[Dataset rows]
►

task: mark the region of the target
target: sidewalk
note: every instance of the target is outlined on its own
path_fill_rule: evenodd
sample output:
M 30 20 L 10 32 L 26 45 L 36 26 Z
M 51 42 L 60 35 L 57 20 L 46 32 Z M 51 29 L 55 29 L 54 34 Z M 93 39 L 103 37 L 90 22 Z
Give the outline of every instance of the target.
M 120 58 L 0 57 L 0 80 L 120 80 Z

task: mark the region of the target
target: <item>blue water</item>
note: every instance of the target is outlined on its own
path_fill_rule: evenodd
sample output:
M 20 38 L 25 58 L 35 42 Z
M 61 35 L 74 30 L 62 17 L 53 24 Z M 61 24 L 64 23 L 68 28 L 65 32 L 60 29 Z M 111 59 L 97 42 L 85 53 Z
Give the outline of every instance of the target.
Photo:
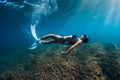
M 0 53 L 27 50 L 37 36 L 86 34 L 120 44 L 119 0 L 0 0 Z

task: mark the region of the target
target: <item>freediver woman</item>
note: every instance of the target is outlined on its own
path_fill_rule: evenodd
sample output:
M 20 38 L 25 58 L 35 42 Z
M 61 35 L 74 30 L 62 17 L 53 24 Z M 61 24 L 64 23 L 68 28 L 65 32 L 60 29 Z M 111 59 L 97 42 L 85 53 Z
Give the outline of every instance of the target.
M 70 45 L 70 47 L 66 51 L 62 51 L 62 54 L 70 53 L 75 47 L 80 45 L 81 43 L 87 43 L 89 38 L 87 35 L 77 36 L 77 35 L 70 35 L 70 36 L 60 36 L 57 34 L 47 34 L 41 37 L 38 42 L 43 44 L 51 44 L 51 43 L 60 43 L 65 45 Z

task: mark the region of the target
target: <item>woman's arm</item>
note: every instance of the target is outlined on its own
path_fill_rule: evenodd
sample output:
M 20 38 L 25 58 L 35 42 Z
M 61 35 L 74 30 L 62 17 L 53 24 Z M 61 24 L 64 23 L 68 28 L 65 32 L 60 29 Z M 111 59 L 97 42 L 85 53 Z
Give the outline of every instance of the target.
M 69 53 L 71 50 L 73 50 L 75 47 L 77 47 L 78 45 L 80 45 L 82 43 L 82 40 L 77 41 L 75 44 L 73 44 L 67 51 L 62 52 L 63 54 L 67 54 Z

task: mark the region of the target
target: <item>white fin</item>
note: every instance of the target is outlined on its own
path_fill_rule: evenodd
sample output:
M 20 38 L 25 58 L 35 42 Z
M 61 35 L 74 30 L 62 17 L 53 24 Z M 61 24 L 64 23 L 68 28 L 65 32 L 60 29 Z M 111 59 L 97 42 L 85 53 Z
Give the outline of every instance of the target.
M 33 37 L 35 38 L 35 40 L 39 40 L 37 35 L 36 35 L 36 30 L 35 30 L 36 26 L 35 25 L 30 25 L 30 27 L 31 27 L 31 33 L 32 33 Z

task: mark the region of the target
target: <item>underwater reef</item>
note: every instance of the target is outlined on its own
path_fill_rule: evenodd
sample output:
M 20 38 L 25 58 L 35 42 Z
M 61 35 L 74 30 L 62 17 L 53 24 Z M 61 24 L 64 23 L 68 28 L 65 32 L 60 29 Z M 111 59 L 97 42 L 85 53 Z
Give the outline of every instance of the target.
M 41 44 L 19 54 L 0 80 L 120 80 L 120 49 L 113 43 L 81 44 L 63 55 L 63 45 Z

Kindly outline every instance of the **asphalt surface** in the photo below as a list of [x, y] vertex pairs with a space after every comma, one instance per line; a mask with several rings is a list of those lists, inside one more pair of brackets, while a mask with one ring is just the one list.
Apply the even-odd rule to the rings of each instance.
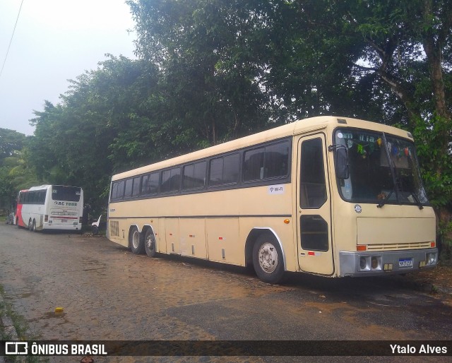
[[[452, 307], [407, 277], [328, 279], [290, 274], [282, 285], [242, 268], [136, 256], [107, 239], [0, 225], [5, 300], [42, 340], [451, 340]], [[63, 312], [55, 313], [62, 307]], [[270, 343], [269, 343], [270, 344]], [[351, 357], [349, 362], [402, 362]], [[52, 357], [51, 362], [80, 362]], [[343, 357], [122, 357], [95, 362], [343, 362]], [[403, 360], [404, 362], [405, 360]], [[449, 357], [410, 357], [449, 362]]]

◄

▶ [THE PROBLEM]
Write out every entry above again, word for word. Leave the pictures out of your copy.

▶ [PROBLEM SOLUTION]
task: mark the region of the target
target: sidewalk
note: every instance of the target is outlined on its own
path_fill_rule: evenodd
sample output:
M 30 20 L 10 32 L 26 45 L 36 26 Z
M 51 42 L 60 35 L 57 20 L 46 32 Z M 51 29 L 55 29 L 54 34 Z M 93 39 L 103 37 L 90 22 Z
Give the outline of every instance of the target.
M 120 58 L 0 57 L 0 80 L 120 80 Z

task: mark the region of the target
target: <item>blue water</item>
note: every instance of the target is outlined on its own
path_fill_rule: evenodd
sample output:
M 20 38 L 25 58 L 35 42 Z
M 61 35 L 74 30 L 62 17 L 53 24 Z M 61 24 L 64 23 L 68 28 L 65 32 L 60 29 Z M 111 59 L 97 42 L 85 53 Z
Give the outline of every instance of the target.
Photo:
M 0 53 L 27 50 L 37 36 L 86 34 L 120 44 L 119 0 L 0 0 Z

task: mark the region of the target
target: <item>freediver woman</item>
note: every instance of the target is outlined on its own
path_fill_rule: evenodd
sample output:
M 20 38 L 25 58 L 35 42 Z
M 61 35 L 74 30 L 62 17 L 53 24 Z M 61 24 L 64 23 L 68 28 L 65 32 L 60 29 Z M 111 59 L 97 42 L 85 53 Z
Give the outline of every instance of the target.
M 70 45 L 70 47 L 66 51 L 62 51 L 62 54 L 70 53 L 75 47 L 80 45 L 81 43 L 87 43 L 89 38 L 87 35 L 77 36 L 77 35 L 70 35 L 70 36 L 60 36 L 57 34 L 47 34 L 41 37 L 38 42 L 43 44 L 51 44 L 51 43 L 60 43 L 65 45 Z

task: mark the region of the target
target: <item>woman's arm</item>
note: every instance of the target is outlined on its own
path_fill_rule: evenodd
sample output:
M 20 38 L 25 58 L 35 42 Z
M 61 35 L 74 30 L 62 17 L 53 24 Z M 61 24 L 64 23 L 68 28 L 65 32 L 60 29 Z M 111 59 L 97 42 L 85 53 Z
Give the outline of every instance of the target.
M 69 53 L 71 50 L 73 50 L 75 47 L 77 47 L 78 45 L 80 45 L 82 43 L 82 40 L 77 41 L 75 44 L 73 44 L 67 51 L 62 52 L 63 54 L 67 54 Z

task: mark the region of the target
target: <item>white fin</item>
note: every instance of the target is outlined on its own
path_fill_rule: evenodd
sample output:
M 20 38 L 25 58 L 35 42 Z
M 61 35 L 74 30 L 62 17 L 53 24 Z M 61 24 L 64 23 L 68 28 L 65 32 L 60 29 Z M 111 59 L 97 42 L 85 53 Z
Give the outline of every instance of the target.
M 33 37 L 35 38 L 35 40 L 39 40 L 37 35 L 36 35 L 36 30 L 35 30 L 36 26 L 35 25 L 30 25 L 30 27 L 31 27 L 31 33 L 32 33 Z

task: mark the region of the target
target: <item>underwater reef</item>
note: every instance of the target is outlined on its own
path_fill_rule: evenodd
sample output:
M 20 38 L 25 58 L 35 42 Z
M 61 35 L 74 30 L 62 17 L 53 24 Z M 61 24 L 64 23 L 68 28 L 65 32 L 60 29 Z M 111 59 L 97 42 L 85 53 Z
Give the outline of every instance of the target.
M 41 44 L 19 54 L 0 80 L 120 80 L 120 49 L 113 43 L 81 44 L 63 55 L 63 45 Z

Kindly outline every instance of the **asphalt surface** in the photo below as a list of [x, y] vertex pairs with a space after every comma, one instance per line; a mask with several rings is a list of those lists, inside one more pair of brackets, while a mask with one ring is just the one list.
Apply the even-odd rule to the rings of each instance.
[[[452, 307], [407, 277], [328, 279], [290, 274], [282, 285], [242, 268], [136, 256], [107, 239], [0, 225], [5, 300], [42, 340], [451, 340]], [[63, 312], [55, 313], [62, 307]], [[270, 343], [269, 343], [270, 344]], [[351, 357], [349, 362], [402, 362]], [[52, 357], [51, 362], [80, 362]], [[343, 357], [122, 357], [95, 362], [343, 362]], [[403, 360], [404, 362], [405, 360]], [[449, 357], [410, 357], [449, 362]]]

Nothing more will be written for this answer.